Problem description:
Please copy the records word for word, from the line with "Task: point: the white bed (one" through the end of the records. Leave out any pictures.

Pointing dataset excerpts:
######

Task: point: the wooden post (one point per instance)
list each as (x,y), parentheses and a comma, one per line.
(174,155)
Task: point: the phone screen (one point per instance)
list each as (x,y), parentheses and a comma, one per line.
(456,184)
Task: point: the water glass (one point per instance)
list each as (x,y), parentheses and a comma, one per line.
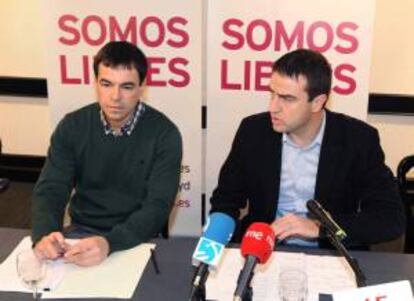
(31,270)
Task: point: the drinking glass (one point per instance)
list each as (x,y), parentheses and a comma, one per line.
(31,270)
(293,285)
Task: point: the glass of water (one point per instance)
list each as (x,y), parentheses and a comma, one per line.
(31,270)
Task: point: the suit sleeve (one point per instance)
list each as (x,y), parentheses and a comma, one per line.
(380,214)
(55,183)
(230,195)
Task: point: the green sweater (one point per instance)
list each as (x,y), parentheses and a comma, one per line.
(123,186)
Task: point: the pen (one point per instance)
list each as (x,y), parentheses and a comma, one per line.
(154,261)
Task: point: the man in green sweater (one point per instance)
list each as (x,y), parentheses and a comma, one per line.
(117,160)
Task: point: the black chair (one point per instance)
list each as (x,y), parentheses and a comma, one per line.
(4,183)
(406,189)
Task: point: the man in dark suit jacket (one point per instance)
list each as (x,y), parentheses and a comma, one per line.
(345,171)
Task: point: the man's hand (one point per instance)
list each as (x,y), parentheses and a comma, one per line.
(294,225)
(88,251)
(51,246)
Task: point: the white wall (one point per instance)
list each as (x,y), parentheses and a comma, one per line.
(392,71)
(25,125)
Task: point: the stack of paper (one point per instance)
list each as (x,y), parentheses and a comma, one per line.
(116,277)
(326,274)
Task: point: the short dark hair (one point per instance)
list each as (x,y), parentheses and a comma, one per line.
(122,53)
(310,64)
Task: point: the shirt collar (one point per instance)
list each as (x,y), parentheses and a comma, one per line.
(316,141)
(128,127)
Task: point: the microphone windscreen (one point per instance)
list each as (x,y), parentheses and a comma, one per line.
(219,227)
(217,233)
(258,241)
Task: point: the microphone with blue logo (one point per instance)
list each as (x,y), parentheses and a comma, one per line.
(210,247)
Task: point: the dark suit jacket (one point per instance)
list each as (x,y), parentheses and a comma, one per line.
(353,183)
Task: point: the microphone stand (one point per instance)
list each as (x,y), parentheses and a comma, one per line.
(198,289)
(360,277)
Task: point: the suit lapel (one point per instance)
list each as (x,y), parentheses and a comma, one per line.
(328,159)
(271,172)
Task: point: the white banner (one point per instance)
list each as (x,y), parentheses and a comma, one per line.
(169,33)
(245,37)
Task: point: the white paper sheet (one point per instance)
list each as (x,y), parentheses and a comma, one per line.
(326,274)
(116,277)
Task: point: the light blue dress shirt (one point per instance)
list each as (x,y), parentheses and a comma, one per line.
(298,179)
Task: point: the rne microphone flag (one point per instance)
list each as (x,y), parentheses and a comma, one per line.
(256,246)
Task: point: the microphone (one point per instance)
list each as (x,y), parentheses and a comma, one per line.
(335,235)
(325,219)
(217,233)
(256,246)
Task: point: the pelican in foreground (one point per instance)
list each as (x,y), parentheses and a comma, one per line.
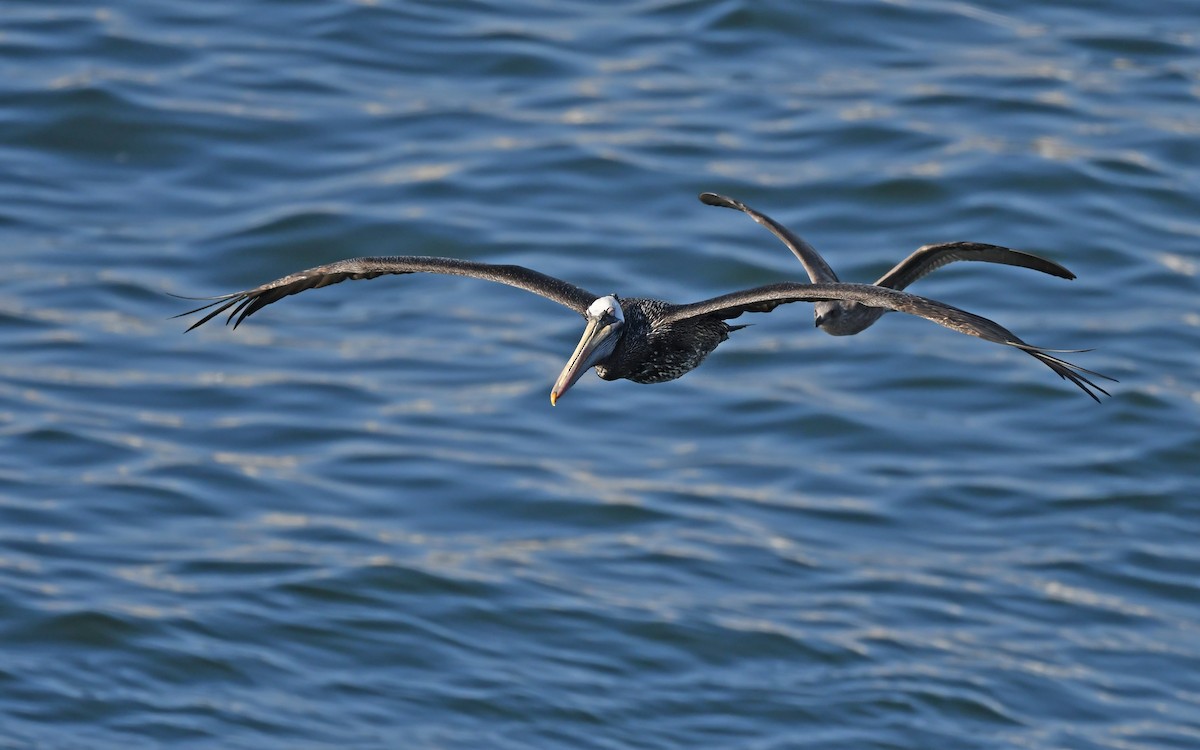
(641,340)
(846,318)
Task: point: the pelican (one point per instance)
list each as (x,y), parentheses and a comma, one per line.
(641,340)
(846,318)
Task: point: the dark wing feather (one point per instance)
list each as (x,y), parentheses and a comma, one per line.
(816,267)
(931,257)
(245,304)
(765,299)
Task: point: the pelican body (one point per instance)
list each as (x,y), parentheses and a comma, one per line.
(640,340)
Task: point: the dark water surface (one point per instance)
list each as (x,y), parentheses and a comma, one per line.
(358,522)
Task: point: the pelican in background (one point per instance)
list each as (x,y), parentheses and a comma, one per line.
(641,340)
(846,318)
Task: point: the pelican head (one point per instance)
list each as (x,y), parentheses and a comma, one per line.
(605,322)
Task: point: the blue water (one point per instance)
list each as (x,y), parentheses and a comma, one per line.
(357,521)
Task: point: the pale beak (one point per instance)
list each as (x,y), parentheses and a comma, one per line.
(595,345)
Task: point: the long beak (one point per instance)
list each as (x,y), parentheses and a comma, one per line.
(591,349)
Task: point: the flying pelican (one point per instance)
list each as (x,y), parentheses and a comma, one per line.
(641,340)
(846,318)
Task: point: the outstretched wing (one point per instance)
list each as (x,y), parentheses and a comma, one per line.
(931,257)
(817,269)
(245,304)
(765,299)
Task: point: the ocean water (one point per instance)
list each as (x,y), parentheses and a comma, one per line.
(358,522)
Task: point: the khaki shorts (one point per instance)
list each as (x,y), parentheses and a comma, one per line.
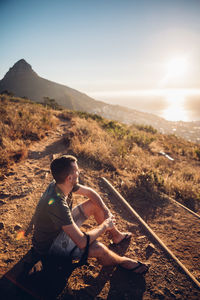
(63,244)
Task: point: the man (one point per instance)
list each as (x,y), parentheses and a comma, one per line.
(57,225)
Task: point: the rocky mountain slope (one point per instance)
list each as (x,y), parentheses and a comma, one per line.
(22,187)
(22,81)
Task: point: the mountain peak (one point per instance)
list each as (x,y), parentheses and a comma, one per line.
(20,68)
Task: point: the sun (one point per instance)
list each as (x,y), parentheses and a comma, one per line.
(176,67)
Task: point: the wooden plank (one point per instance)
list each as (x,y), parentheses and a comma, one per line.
(151,232)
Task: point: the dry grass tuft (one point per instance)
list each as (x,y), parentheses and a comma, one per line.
(21,123)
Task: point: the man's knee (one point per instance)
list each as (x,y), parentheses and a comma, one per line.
(97,249)
(88,208)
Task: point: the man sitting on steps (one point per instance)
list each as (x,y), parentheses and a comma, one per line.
(57,225)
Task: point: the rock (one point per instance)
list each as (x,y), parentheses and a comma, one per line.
(17,227)
(1,225)
(141,237)
(150,249)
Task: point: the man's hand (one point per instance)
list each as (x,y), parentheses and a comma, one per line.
(109,223)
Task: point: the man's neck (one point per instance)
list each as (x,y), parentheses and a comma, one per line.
(65,189)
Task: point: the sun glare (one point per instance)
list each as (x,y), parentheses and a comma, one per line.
(175,110)
(177,67)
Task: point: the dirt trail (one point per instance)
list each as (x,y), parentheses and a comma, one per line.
(19,194)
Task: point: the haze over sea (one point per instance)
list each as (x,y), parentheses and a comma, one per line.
(141,54)
(170,104)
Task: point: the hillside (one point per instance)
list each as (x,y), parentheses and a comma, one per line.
(129,156)
(22,81)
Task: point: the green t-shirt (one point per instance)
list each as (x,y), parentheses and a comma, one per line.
(52,212)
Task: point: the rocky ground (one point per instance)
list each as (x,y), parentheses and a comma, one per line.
(20,191)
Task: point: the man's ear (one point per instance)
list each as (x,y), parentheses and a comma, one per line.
(69,178)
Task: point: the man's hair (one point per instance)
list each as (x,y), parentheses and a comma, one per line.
(61,167)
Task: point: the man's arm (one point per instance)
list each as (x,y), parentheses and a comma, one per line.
(79,238)
(94,197)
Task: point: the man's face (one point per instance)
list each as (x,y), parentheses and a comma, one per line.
(75,174)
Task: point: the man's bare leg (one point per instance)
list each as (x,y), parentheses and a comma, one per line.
(107,257)
(91,210)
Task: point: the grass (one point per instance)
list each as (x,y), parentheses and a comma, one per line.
(127,154)
(21,123)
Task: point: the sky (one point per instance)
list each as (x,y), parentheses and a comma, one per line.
(143,54)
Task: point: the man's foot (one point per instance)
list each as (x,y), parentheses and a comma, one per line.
(122,236)
(137,267)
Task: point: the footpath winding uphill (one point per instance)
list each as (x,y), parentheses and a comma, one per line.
(19,194)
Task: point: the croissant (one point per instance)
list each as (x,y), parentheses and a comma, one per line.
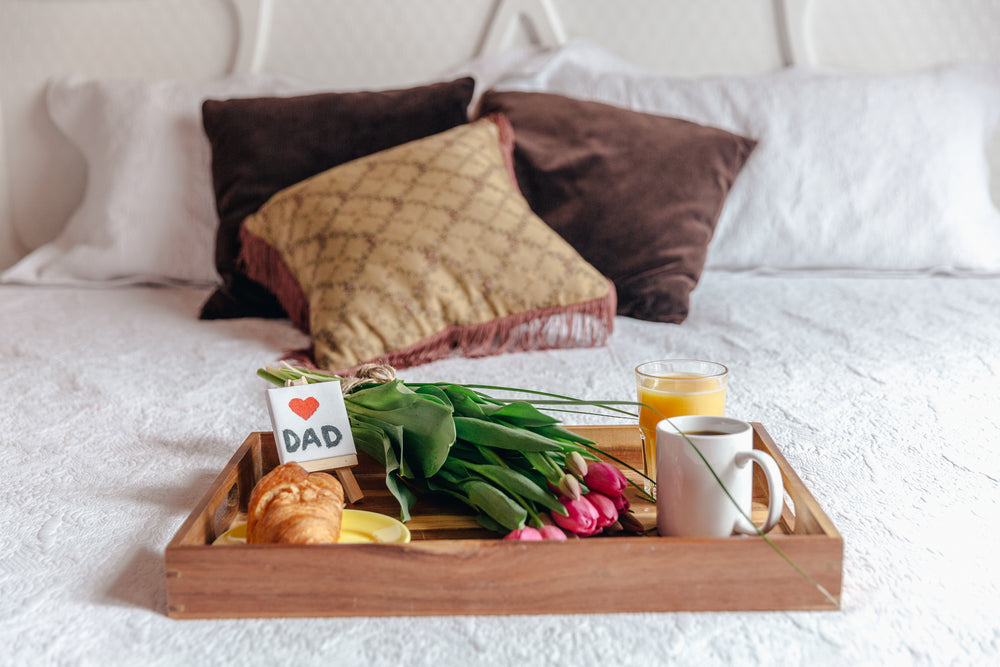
(292,506)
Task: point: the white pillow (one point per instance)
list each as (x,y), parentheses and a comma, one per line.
(148,213)
(852,171)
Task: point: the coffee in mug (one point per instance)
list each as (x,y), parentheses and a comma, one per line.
(689,500)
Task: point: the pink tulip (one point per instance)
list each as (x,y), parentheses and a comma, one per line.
(621,502)
(569,486)
(550,532)
(576,464)
(606,512)
(526,534)
(605,478)
(582,517)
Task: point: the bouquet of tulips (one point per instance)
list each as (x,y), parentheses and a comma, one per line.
(515,467)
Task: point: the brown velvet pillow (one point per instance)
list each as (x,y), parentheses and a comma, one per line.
(263,145)
(637,195)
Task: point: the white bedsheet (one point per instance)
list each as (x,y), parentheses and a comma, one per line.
(119,408)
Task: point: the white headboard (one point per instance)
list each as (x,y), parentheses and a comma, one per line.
(350,44)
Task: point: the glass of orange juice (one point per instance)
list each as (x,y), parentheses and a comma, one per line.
(672,388)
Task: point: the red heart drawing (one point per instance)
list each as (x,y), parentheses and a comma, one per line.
(304,408)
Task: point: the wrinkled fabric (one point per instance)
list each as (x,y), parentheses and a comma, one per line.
(119,408)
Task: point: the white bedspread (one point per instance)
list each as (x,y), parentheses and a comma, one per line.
(119,408)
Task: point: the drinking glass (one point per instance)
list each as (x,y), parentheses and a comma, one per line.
(672,388)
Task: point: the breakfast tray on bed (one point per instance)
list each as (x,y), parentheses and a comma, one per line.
(452,566)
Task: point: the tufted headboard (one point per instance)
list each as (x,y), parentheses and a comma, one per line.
(352,44)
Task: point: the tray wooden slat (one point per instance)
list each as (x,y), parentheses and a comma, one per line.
(452,566)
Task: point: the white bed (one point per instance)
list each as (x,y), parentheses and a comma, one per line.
(877,374)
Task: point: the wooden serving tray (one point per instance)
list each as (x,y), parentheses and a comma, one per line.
(452,566)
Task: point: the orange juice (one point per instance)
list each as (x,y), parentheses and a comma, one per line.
(675,388)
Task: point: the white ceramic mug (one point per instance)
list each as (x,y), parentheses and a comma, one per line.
(689,500)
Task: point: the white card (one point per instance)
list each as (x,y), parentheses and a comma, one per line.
(310,422)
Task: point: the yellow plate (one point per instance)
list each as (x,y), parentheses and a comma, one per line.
(356,527)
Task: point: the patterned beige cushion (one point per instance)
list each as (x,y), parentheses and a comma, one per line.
(423,250)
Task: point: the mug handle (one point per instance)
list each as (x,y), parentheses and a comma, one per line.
(775,491)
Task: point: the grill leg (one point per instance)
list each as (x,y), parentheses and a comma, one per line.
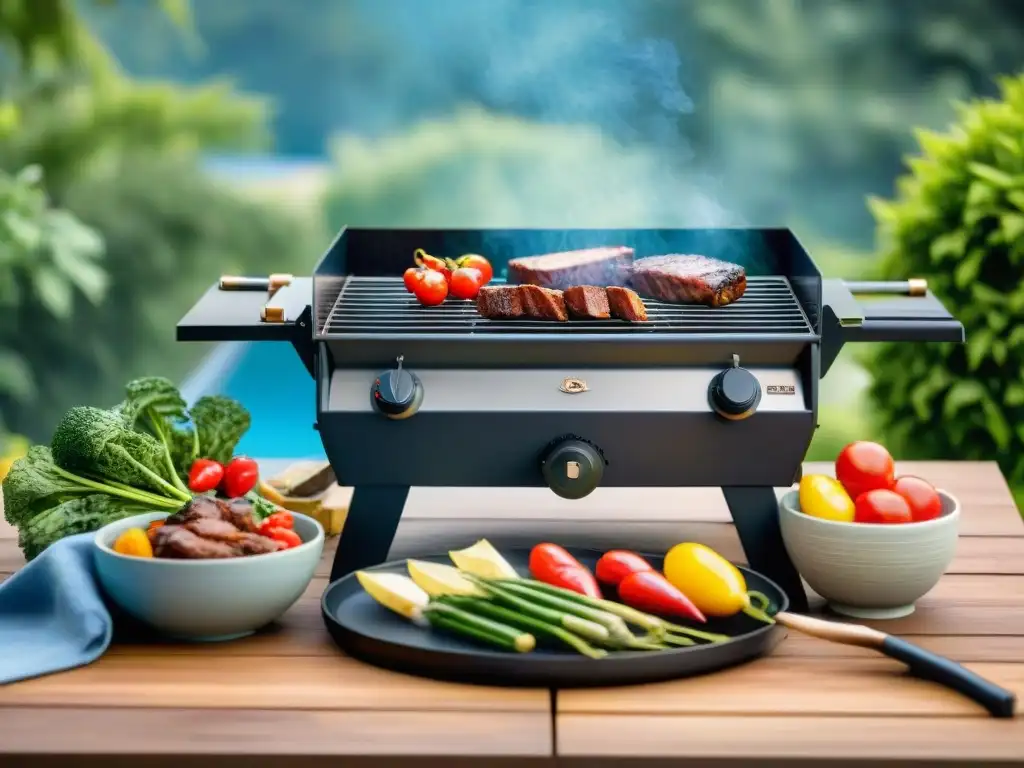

######

Task solution:
Task: point: the white bed (one point per instance)
list each as (x,y), parentheses and a comma, one per line.
(877,374)
Task: point: the wooden serving tray (one point per instance)
list each as (x,y), parentheses and a comma, one per line.
(452,566)
Task: point: the orange juice (one point per instance)
list each as (x,y), parentheses and a comma, one per line.
(675,388)
Task: point: the white ceramic mug (one point per instance)
list each as (x,y), parentheses and a comma, one per line.
(689,500)
Task: point: the white card (one point per instance)
list each as (x,y), parentheses and a comma, one per line.
(310,422)
Task: point: the yellow plate (one point per instance)
list each as (x,y), parentheses and a comma, one per line.
(356,527)
Task: point: the patterned beige cushion (one point per instance)
list each as (x,y), parentheses and a comma, one per line.
(423,250)
Task: point: the mug handle (one point per instance)
list each as (x,y), parentheses and a comma, one per line.
(775,491)
Task: point: the grill leg (one point per instance)
list each as (x,y), parentheses and a comma, one per line.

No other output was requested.